Di cuántas líneas de las entradas guardadas de abajo contienen la palabra "resolution". Responde solo con el número.

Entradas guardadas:
————————
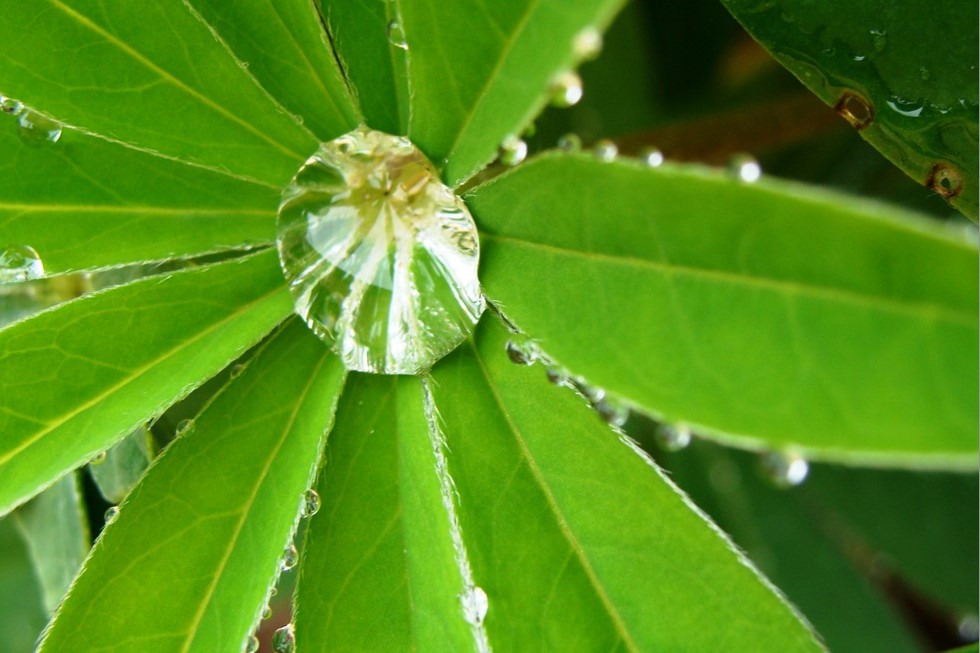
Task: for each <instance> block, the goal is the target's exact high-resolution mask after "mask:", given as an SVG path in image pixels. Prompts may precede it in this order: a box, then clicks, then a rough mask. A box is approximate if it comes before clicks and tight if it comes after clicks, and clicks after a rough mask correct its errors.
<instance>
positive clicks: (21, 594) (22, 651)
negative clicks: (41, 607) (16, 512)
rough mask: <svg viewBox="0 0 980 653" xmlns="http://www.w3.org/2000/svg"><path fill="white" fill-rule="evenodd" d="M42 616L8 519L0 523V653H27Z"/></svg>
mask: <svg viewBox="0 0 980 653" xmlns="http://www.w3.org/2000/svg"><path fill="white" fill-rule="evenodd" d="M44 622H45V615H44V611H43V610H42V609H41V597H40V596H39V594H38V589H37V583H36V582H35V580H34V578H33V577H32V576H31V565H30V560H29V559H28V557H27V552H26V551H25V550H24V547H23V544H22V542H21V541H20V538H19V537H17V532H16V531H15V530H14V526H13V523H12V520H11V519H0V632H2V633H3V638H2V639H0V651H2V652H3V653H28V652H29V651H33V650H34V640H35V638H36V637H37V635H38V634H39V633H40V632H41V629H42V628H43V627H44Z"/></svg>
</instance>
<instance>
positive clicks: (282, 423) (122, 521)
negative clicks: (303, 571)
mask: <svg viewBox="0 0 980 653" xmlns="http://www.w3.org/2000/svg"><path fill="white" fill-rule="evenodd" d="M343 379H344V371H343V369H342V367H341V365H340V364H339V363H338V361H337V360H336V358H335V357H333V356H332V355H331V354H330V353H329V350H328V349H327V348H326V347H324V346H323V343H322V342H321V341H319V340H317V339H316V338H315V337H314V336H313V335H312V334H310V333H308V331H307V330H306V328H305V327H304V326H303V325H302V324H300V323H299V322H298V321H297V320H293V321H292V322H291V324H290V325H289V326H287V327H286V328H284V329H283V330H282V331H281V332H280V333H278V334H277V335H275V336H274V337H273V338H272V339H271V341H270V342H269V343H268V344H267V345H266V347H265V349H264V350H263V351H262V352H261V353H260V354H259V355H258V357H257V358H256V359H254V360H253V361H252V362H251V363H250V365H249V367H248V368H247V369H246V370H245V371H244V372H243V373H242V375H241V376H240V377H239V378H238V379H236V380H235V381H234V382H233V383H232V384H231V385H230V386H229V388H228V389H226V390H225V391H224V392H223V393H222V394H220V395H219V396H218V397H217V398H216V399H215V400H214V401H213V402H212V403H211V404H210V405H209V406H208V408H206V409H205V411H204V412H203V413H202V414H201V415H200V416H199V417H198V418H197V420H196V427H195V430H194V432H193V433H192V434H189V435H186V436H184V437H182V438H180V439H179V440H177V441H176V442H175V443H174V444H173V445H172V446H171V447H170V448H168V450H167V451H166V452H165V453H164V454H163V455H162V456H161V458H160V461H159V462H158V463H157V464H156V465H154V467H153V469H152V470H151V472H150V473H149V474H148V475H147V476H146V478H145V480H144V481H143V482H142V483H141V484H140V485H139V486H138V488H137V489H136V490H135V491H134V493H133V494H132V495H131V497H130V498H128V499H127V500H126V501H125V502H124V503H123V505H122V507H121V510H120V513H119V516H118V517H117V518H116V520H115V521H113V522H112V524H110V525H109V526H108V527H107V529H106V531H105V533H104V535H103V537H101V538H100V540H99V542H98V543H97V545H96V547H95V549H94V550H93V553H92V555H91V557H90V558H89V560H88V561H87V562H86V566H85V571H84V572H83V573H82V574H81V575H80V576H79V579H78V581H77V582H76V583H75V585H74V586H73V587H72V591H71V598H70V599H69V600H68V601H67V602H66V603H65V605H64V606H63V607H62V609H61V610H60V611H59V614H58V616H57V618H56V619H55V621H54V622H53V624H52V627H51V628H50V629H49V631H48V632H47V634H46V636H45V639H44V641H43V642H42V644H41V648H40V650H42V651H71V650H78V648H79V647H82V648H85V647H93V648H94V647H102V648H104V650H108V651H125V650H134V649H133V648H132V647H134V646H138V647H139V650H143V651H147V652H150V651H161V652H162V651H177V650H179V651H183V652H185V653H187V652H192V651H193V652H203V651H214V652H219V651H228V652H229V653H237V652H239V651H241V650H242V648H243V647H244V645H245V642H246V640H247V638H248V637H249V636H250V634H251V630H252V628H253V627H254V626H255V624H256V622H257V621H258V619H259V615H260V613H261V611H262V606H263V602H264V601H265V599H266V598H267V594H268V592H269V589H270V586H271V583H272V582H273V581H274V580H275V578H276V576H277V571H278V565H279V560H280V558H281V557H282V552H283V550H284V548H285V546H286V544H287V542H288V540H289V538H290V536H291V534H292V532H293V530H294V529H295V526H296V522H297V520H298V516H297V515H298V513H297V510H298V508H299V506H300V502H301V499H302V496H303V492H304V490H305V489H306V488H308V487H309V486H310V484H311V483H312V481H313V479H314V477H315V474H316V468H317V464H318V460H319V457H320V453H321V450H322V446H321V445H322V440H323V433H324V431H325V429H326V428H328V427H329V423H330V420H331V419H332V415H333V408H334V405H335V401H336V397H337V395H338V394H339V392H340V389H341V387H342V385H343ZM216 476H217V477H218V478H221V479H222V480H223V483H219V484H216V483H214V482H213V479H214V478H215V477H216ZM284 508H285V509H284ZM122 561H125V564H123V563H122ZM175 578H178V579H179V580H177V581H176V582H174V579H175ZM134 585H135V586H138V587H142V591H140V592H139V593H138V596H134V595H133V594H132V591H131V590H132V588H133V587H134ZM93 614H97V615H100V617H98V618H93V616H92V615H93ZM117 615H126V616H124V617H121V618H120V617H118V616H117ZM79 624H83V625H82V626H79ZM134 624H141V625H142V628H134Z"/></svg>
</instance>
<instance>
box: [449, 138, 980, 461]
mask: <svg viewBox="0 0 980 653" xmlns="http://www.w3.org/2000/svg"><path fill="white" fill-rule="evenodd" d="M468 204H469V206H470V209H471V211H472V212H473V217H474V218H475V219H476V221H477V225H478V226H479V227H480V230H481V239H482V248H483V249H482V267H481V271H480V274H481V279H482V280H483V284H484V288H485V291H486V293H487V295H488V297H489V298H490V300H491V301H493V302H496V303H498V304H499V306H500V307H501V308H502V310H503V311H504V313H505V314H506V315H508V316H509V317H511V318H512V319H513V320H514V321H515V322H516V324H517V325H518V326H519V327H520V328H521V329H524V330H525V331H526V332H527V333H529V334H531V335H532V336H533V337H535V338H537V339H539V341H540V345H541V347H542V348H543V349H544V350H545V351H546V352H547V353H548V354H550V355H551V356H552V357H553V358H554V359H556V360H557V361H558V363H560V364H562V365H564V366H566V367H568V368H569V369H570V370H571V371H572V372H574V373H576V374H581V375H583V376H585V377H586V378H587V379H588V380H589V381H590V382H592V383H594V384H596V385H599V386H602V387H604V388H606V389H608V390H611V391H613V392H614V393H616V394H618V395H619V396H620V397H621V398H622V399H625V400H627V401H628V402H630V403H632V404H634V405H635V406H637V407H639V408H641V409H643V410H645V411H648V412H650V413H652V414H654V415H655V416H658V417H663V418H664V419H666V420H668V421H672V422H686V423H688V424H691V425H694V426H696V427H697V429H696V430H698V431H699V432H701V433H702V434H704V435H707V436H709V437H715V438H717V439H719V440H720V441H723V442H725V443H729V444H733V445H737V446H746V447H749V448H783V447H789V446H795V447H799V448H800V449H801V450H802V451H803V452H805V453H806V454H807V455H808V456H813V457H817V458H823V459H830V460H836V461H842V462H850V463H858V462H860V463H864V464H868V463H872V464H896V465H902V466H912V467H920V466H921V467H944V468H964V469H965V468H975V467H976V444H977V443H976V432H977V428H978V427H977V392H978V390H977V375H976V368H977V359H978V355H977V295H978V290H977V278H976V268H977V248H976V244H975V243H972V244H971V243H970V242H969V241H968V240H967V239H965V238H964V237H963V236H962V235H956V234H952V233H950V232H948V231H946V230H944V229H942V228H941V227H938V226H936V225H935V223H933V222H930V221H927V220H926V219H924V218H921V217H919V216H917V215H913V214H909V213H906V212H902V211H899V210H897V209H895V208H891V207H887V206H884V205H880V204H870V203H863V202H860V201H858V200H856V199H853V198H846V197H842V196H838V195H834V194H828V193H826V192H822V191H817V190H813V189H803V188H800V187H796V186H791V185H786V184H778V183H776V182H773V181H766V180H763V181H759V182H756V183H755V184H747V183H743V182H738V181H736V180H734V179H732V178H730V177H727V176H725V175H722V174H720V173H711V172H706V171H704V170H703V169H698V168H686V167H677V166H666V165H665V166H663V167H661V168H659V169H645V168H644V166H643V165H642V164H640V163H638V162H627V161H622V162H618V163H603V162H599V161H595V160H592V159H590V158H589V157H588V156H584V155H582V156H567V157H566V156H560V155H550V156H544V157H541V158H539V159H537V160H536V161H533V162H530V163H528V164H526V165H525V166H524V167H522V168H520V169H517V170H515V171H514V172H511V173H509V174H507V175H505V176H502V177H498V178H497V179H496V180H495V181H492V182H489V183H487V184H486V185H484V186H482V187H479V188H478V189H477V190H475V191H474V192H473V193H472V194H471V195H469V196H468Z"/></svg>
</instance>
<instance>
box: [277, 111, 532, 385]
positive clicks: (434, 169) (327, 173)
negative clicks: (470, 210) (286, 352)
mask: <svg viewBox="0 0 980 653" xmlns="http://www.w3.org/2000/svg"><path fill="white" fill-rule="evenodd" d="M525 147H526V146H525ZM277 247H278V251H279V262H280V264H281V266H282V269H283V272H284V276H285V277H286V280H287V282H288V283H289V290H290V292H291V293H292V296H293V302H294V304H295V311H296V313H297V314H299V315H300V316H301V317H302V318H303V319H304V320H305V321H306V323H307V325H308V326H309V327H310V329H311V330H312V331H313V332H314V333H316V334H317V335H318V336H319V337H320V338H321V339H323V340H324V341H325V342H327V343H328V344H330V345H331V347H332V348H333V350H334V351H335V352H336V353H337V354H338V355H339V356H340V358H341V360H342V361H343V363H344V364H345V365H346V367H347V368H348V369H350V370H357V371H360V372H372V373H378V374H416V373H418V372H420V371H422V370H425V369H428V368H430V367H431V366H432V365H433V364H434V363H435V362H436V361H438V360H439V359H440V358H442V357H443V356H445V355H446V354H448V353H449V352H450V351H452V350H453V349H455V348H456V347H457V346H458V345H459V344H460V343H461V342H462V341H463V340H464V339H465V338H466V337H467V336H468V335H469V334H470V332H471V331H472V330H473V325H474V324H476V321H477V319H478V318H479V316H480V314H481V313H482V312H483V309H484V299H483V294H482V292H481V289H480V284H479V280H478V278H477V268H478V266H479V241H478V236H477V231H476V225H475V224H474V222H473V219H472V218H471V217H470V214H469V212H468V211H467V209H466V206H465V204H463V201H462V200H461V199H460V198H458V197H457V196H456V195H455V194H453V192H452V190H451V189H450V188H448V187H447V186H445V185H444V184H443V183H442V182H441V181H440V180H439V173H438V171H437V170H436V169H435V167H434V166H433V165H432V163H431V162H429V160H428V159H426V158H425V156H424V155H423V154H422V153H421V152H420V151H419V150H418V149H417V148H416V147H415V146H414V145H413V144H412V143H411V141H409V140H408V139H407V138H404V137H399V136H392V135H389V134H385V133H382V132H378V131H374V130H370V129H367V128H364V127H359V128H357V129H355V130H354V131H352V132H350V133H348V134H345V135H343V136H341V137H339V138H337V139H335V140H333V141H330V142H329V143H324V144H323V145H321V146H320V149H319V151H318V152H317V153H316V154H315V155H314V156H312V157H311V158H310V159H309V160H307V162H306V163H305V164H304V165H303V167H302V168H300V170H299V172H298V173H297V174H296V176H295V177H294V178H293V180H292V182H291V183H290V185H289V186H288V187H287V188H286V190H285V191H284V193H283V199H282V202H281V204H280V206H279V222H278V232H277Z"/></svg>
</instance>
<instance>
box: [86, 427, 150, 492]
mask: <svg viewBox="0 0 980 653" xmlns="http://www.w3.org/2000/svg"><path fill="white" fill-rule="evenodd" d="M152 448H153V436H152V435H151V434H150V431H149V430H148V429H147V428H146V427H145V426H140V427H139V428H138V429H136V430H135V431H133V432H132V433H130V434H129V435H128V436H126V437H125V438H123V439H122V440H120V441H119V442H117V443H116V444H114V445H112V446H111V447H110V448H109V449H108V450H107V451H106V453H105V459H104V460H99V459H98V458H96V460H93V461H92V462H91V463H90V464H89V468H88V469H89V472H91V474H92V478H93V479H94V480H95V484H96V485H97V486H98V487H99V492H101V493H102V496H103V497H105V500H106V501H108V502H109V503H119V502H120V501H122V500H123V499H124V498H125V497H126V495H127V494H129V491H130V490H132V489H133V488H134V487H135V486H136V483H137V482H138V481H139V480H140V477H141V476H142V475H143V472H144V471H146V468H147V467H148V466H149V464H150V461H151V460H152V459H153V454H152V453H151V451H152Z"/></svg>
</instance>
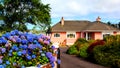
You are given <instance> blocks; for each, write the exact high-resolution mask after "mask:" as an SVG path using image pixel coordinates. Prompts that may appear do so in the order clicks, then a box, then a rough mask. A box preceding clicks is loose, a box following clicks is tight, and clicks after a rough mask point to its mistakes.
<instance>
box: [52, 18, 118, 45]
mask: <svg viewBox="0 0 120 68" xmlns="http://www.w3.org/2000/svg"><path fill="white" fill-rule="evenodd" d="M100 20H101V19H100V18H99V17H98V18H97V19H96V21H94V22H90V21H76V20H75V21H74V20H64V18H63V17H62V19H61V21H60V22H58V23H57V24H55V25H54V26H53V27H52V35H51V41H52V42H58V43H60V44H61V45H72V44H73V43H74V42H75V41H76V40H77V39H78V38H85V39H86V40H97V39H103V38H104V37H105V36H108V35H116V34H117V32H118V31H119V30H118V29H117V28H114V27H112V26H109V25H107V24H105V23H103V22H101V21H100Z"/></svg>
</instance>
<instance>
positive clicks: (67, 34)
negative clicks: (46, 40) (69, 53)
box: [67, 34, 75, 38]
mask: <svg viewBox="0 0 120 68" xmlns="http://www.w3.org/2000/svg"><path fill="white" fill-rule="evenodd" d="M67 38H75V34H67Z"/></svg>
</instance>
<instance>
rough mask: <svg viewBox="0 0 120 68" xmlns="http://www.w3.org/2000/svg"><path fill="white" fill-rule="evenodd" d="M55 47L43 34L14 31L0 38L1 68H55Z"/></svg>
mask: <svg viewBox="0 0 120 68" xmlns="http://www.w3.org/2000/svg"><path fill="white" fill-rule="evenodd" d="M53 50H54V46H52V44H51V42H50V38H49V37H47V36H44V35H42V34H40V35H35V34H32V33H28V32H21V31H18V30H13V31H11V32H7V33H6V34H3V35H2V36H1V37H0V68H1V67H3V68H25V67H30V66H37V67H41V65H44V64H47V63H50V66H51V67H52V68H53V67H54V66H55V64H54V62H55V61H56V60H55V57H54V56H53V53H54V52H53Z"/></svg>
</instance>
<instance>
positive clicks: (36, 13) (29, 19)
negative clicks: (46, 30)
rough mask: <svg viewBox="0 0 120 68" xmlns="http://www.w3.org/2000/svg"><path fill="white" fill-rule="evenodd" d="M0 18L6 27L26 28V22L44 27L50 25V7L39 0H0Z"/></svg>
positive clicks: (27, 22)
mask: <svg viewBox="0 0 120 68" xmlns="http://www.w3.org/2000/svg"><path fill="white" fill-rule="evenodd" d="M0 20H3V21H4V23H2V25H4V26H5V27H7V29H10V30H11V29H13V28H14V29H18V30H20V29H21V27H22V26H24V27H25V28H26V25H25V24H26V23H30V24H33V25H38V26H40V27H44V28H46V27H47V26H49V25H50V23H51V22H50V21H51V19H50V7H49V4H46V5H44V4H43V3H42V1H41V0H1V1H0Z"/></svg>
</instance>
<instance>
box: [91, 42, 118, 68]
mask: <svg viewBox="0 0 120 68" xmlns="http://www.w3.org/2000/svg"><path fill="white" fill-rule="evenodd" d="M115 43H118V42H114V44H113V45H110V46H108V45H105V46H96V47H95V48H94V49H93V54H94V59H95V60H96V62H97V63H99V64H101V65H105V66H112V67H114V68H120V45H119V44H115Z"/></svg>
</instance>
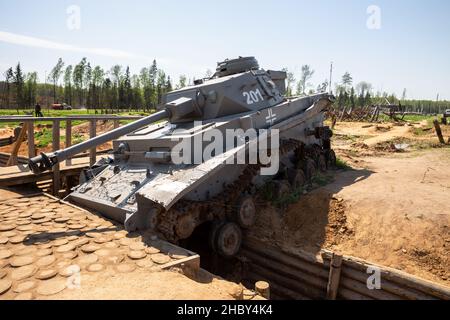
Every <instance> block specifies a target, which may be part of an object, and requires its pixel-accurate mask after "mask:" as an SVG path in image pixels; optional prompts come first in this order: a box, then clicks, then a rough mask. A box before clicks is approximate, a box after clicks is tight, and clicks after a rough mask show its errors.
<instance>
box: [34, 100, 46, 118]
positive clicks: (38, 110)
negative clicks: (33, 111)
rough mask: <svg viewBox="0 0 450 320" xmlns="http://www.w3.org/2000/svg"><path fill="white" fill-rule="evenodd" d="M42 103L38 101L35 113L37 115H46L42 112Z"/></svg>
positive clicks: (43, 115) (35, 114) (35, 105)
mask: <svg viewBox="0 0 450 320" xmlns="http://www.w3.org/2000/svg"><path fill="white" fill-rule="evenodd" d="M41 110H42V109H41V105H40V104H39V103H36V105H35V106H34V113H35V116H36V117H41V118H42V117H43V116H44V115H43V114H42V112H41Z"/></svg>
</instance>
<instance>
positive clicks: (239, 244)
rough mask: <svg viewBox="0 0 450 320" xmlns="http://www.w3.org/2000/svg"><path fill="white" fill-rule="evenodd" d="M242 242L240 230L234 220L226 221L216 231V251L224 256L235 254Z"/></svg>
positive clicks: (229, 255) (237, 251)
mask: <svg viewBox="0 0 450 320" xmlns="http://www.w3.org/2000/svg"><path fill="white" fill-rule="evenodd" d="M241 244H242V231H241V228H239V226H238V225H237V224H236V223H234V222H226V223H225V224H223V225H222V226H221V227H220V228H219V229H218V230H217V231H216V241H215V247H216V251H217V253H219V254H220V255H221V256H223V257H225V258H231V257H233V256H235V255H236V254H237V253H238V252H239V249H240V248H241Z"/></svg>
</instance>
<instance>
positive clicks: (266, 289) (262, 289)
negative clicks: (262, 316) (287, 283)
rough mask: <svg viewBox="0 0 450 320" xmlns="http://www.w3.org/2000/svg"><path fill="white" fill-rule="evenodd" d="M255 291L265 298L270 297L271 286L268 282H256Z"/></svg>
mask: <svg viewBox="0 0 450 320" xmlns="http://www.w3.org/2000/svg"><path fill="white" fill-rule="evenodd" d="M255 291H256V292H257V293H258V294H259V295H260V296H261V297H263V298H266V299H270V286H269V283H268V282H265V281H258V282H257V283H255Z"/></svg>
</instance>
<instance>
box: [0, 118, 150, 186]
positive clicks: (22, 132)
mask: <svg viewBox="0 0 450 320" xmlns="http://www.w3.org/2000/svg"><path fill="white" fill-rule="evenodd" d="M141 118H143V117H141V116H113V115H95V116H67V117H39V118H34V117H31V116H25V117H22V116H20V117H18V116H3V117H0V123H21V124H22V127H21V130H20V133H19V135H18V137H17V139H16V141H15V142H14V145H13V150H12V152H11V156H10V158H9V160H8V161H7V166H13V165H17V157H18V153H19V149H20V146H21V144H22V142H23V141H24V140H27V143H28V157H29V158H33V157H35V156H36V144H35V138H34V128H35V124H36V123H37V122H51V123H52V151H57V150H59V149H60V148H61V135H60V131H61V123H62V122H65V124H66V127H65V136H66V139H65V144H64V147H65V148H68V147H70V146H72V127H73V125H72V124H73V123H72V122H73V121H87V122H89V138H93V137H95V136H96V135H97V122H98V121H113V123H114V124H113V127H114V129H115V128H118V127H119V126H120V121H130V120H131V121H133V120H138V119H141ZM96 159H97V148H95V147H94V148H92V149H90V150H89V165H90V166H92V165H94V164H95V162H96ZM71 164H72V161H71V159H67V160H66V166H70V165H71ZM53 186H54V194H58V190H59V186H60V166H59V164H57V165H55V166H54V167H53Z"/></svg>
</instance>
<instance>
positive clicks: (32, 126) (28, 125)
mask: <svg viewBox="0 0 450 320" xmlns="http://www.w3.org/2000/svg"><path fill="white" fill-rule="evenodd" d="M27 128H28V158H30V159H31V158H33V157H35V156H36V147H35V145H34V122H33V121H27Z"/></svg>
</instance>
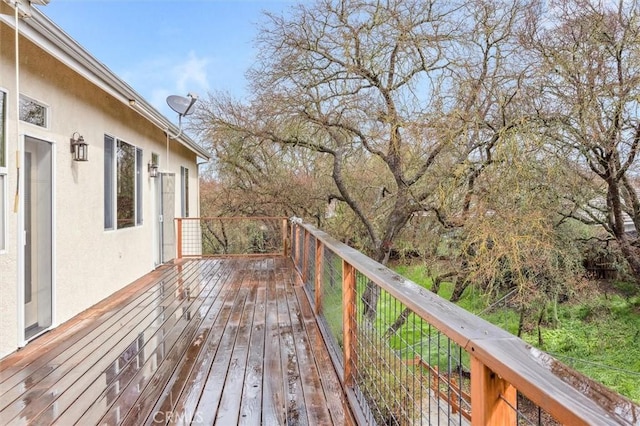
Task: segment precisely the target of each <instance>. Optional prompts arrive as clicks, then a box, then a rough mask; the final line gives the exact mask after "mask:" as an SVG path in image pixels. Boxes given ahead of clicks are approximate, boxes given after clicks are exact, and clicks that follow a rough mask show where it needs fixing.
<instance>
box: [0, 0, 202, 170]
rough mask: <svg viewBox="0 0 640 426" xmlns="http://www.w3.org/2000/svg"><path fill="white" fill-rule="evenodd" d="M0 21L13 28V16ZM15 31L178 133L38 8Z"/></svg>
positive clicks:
————————
RESPUESTA
2